start Text section
BY JAMES BEMBRIDGE
Twitter is one of those places where being sober puts one at an instant disadvantage. With a glass of whisky in hand, the talk seems somewhat less tedious, the company less ugly and the tweets of Femi Oluwole not so ineffably stupid.
More fool me, then, for going on there as sober as a judge last week and making the – quite anodyne, I thought – point that Ash Sarkar, the woman who once proclaimed to ‘f*ck like a champion’, is hardly the quiet, retiring type. This soon aroused the rancour of her rancid groupies and before I knew it, I found myself mobbed: ‘Bald blokes hate it when BAME members have the audacity to have confidence’ wrote one. Another put his condemnation in somewhat more terse terms: ‘f*ck off you bald w*nker’.
This needlessly taxing encounter forced me into asking THE question that is never asked but should OFTEN be asked, would Twitter not be a better place if when applying for an account one first had to pass some form of mental health assessment?
end Text section
start Data excerpt
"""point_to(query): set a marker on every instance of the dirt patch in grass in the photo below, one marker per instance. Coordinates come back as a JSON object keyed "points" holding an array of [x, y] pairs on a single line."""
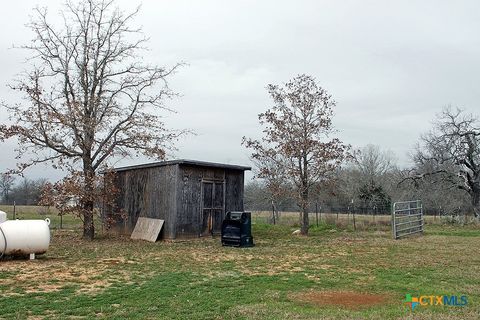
end Data excerpt
**Complete the following**
1 - In the Twitter column, what point did the writer make about Ash Sarkar?
2 - Carry the Twitter column on from its last sentence.

**In response**
1 - That she is hardly the quiet, retiring type.

2 -
Alas, one need only see Twitter’s answer to Bertha Mason, Carole Cadwalladr, and her 580k strong repertoire of dribbling bedlamites to conclude that sanity really doesn’t sell. And even if Twitter were to screen for sanity, to see what passes for psychiatry on there one wonders if the lunatics have not already taken over the asylum…
Only last week a high-flying criminal psychiatrist by the name of Bandy X Lee took to Twitter to exalt the virtues of Adolf Hitler: ‘He improved the daily life of his followers, had discipline, and required more of himself to gain the respect of his followers’, she opined. This would have no doubt caused worldwide condemnation had she not then gone on to argue that it was for this reason that Donald Trump is actually worse than Hitler. Ordinarily, someone like Miss Lee would be regarded as a crank and routinely ignored, but Twitter seems to have a mystic draw to cranks as Brighton does gays, and soon enough she had progressive supporters making the point that ‘no, actually, considering Trump, Hitler wasn’t so bad’. Such hot takes were of course adorned with hashtags of #BidenIsMyPresident and lurid fisting emojis.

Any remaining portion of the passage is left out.